- [TEXT SECTION]
■ ■ ■
Mr. Black's opinion has astonished lawyers by its brevity; there is no appeal to legal argument or to history. The lengthy historical and legal argument advanced by the counsel for the Champaign County school board is curtly dismissed. Mr. Black simply says that the Court made a rule of constitutional law in the Everson case and we appeal to it now in striking down the Champaign plan. The interesting thing is that when the rule of law was made in the Everson case, no argument was advanced to support it. And it was a new rule of law. It gave a developed meaning to the First Amendment that the First Amendment never before was thought to bear within it.

Historically, the First Amendment forbade a national establishment of religion, a State Church in the accepted meaning of the term, as one sees it today in Norway and Sweden (where the Lutheran Church is established by law), or in Spain (where the Catholic Church is established). Essentially, the First Amendment forbade our national government to prefer one religion above another, or make observance or support of it obligatory by law. Our new constitutional law, as laid down in the Everson case and reaffirmed in the McCollum case, forbids much more than this. It states that "Neither (State or Federal government) can pass laws which aid one religion, aid all religions, or prefer one religion over another." In other words, to the notion of "no establishment of religion" has been added the notion of "no aid to religion." Our original constitutional doctrine simply affirmed the equality of all religious faiths before the law of the land; our new constitutional doctrine affirms something much more radical and sweeping-it affirms the so-called principle of the "absolute separation of church and state." And on grounds of this principle it forbids "cooperation between school authorities and a religious council in promoting religious education," as this cooperation appears in the Champaign plan.

There is our constitutional situation, as of the moment. There we are. The interesting thing is that everybody is asking: "Where are we?" The exact meaning and full implications of the McCollum decision, and of the rule of constitutional [law] on which it is based, are by no means clear. The "principle of separation of church and state," says Mr. Frankfurter, is a "spacious conception," whose meaning "is unfolded as appeal is made to the principle from case to case." It is not a "full-blown principle, nor one having the definiteness of a surveyor's metes and bounds." Indeed not. It is quite obvious to the citizen that the Supreme Court has given to the principle of separation of church and state a "spaciousness" it never had before; and we have no way of knowing whether the principle is going in the future to be made to cover more ground than it did in the McCollum decision. The Supreme Court has blown up the principle to an already rather terrifying size. And no one knows how much more blowing they are prepared to do, in order to bring the principle to full-blown size.
■ ■ ■
- [PROVIDED MATERIAL]
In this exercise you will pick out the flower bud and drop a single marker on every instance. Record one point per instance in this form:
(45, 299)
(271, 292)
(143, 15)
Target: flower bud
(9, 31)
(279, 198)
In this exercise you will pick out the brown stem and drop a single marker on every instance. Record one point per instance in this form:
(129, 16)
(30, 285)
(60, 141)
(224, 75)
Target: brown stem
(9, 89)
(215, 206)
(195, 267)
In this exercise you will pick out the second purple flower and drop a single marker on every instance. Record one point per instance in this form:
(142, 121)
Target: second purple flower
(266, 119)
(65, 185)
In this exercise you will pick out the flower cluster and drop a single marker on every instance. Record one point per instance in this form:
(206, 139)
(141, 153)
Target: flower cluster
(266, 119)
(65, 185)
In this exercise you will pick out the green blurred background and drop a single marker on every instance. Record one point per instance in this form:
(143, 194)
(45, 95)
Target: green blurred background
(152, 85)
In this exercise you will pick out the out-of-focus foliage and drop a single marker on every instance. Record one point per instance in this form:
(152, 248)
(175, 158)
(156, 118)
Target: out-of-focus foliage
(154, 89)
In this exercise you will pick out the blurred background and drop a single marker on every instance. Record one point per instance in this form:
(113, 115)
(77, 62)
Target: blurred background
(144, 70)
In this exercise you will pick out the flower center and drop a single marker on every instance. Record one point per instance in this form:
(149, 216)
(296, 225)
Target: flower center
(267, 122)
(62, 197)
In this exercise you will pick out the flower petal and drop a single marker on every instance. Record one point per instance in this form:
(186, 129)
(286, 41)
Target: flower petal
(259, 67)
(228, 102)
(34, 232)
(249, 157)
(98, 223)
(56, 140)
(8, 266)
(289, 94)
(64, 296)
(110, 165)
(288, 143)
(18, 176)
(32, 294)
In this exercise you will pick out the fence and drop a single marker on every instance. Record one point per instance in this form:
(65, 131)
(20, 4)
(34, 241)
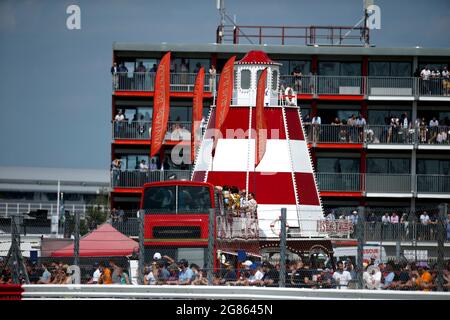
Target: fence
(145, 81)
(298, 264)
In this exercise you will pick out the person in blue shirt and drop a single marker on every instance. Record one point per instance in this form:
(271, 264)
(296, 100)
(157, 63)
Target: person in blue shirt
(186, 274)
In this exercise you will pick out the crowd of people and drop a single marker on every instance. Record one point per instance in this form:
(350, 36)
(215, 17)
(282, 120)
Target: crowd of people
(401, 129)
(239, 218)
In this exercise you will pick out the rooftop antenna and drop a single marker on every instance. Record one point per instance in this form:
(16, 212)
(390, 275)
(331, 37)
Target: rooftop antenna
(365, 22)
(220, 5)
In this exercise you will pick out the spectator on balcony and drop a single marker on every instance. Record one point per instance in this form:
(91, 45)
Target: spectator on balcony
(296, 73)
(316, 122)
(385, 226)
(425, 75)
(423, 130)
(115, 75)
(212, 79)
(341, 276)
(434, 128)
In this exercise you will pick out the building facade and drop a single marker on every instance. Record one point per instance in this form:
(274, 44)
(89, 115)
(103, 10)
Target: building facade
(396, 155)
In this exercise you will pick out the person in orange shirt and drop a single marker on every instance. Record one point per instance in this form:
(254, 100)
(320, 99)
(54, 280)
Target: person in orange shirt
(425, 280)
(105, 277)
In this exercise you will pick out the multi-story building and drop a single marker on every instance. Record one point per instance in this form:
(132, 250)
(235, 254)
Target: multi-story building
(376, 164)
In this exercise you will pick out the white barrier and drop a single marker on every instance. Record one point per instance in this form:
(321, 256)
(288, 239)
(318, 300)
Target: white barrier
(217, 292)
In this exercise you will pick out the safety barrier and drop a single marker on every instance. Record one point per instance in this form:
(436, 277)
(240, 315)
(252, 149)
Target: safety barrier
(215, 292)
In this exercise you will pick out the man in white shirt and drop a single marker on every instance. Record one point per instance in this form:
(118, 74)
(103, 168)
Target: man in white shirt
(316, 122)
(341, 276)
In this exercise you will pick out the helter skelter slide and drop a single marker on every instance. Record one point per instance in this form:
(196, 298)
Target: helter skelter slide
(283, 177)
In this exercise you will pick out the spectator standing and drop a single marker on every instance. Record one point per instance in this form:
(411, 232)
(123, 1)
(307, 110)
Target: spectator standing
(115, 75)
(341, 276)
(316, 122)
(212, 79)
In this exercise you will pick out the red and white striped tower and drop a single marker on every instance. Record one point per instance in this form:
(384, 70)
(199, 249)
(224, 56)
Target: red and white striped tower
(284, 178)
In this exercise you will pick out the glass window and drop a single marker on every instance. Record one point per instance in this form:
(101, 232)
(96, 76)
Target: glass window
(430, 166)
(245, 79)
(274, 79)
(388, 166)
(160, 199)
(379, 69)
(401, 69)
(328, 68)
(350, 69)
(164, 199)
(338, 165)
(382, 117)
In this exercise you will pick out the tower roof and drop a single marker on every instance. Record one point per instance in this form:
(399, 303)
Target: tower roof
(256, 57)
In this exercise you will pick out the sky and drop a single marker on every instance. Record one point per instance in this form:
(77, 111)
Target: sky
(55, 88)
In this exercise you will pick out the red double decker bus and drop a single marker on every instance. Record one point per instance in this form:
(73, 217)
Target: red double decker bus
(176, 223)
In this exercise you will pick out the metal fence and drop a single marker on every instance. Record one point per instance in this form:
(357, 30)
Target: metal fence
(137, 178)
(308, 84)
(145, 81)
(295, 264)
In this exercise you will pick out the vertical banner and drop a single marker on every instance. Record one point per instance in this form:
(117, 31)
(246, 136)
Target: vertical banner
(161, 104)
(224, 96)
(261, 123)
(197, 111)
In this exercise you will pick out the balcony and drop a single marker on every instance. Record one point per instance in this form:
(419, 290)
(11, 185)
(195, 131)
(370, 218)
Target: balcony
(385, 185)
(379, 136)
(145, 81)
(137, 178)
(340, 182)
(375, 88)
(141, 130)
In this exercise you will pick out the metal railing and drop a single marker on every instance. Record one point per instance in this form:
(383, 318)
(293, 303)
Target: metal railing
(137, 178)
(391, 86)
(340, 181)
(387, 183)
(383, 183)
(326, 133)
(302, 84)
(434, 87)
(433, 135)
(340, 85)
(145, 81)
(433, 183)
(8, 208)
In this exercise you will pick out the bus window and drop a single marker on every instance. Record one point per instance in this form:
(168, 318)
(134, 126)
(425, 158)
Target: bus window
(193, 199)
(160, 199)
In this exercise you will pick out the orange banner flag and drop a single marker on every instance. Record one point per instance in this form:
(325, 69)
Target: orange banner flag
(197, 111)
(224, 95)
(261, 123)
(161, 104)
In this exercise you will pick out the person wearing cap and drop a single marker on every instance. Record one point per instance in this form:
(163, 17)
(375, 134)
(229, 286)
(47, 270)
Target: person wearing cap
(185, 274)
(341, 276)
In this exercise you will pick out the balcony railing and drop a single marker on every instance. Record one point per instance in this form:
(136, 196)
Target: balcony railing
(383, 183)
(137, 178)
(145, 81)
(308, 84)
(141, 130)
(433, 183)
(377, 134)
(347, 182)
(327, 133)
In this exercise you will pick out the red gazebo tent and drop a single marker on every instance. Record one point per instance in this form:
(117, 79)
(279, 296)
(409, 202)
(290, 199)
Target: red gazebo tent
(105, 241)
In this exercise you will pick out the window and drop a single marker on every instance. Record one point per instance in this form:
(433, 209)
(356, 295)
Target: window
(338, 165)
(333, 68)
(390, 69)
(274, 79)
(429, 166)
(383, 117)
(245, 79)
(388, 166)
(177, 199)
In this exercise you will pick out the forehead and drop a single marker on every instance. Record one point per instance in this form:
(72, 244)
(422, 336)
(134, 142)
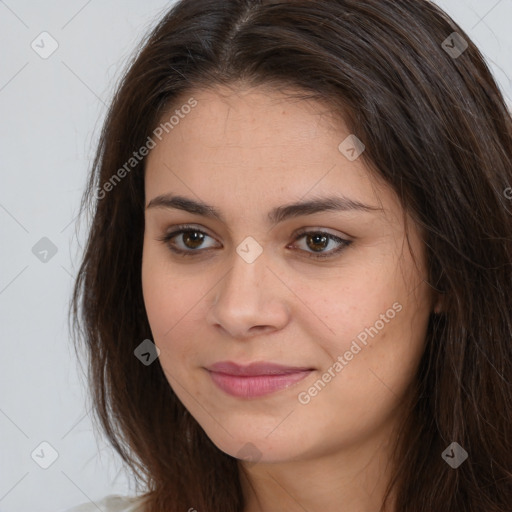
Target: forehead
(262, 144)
■ ■ ■
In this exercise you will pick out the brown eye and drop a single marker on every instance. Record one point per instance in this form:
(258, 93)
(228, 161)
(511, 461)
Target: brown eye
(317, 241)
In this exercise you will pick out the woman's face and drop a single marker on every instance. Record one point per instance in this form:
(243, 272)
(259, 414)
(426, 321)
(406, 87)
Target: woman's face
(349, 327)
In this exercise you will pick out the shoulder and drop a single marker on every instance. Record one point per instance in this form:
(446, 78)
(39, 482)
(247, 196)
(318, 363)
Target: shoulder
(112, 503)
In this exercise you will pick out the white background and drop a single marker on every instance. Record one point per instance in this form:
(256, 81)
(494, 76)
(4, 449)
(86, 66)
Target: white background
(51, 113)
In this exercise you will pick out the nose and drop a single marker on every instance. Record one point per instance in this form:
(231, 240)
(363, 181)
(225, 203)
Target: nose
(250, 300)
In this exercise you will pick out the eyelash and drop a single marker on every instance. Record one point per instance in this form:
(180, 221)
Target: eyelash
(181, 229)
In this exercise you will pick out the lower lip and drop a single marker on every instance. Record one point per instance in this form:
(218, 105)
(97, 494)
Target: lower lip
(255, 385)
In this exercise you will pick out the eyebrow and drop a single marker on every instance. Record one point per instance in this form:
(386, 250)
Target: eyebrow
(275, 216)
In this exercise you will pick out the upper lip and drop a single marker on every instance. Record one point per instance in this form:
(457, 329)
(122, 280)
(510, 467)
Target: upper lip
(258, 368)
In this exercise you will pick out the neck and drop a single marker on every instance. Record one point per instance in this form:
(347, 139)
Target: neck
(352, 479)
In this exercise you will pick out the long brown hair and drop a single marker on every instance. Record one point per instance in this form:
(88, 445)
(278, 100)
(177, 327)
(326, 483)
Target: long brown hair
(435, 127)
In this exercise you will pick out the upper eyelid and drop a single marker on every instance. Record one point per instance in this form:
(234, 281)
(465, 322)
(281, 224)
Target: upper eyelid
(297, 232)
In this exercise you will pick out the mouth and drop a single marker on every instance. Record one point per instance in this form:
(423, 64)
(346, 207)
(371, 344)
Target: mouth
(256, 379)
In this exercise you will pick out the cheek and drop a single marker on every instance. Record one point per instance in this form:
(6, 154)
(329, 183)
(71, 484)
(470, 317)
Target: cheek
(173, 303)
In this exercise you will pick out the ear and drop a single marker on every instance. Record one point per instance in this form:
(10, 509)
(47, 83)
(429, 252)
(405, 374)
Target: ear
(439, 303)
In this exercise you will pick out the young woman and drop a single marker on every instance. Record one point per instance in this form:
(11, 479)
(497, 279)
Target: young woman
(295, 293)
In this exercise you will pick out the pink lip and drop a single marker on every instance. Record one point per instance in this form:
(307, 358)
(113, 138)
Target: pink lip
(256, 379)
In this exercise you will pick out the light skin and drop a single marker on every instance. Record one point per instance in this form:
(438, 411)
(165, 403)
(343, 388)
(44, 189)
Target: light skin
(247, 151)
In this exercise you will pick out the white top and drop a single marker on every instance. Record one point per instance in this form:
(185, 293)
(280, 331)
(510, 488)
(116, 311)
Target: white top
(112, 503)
■ ■ ■
- [DIRECTIVES]
- 1) In the text on the McCollum decision, which church is established by law in Spain?
- 2) Output the part of the text on the McCollum decision starting with "Mr. Black's opinion" and going on through "bear within it.".
- 3) Pick up the text on the McCollum decision after its final sentence and continue it.

- [SOLVED TASKS]
- 1) The Catholic Church.

- 2)
Mr. Black's opinion has astonished lawyers by its brevity; there is no appeal to legal argument or to history. The lengthy historical and legal argument advanced by the counsel for the Champaign County school board is curtly dismissed. Mr. Black simply says that the Court made a rule of constitutional law in the Everson case and we appeal to it now in striking down the Champaign plan. The interesting thing is that when the rule of law was made in the Everson case, no argument was advanced to support it. And it was a new rule of law. It gave a developed meaning to the First Amendment that the First Amendment never before was thought to bear within it.

- 3)
As a matter of fact, many citizens are asking themselves: Has the conception of separation of church and state been already made too spacious? Has it been blown too big? Or-to change the metaphor-is Jefferson's famous "wall of separation between church and state" on the way to becoming an impenetrable barrier to cooperation between these two forces in society upon which the good of society depends?

Jefferson said: "I contemplate with sovereign reverence that act of the whole American people which declared that their legislature should 'make no law respecting an establishment of religion or prohibiting the free exercise thereof.' " All of us in turn contemplate with equally sovereign reverence that same act of the whole American people-our First Amendment. We reverence it because it was prompted by sound ethical and political principles-chiefly the principle, as Jefferson put it, that "the legislative powers of government reach actions only, not opinions."

The difficulty is that the rule of constitutional law laid down in the McCollum decision is not the "act of the whole American people." There is, in fact, a large body of American citizens who view it with alarm; reactions in the press of the country have been widely unfavorable to it. Among those who do not recognize it as their act are a host of thoughtful Protestants and Jews as well as Catholics; with them, too, are men of no religious affiliation, but of some religious and civic feeling. Among all these men are lawyers, educators, men and women interested in public affairs and civic problems, fathers and mothers of American children. They do not feel that the Supreme Court is acting in their name. Nor do they consider that the new doctrine of absolute separation of church and state rests on the same simple ethical and political principles that underlay the First Amendment in its historic meaning. The premises of the new doctrine seem to them dubious, and the doctrine itself troubles them; they are worried about its validity, and concerned about its possible implications in many directions.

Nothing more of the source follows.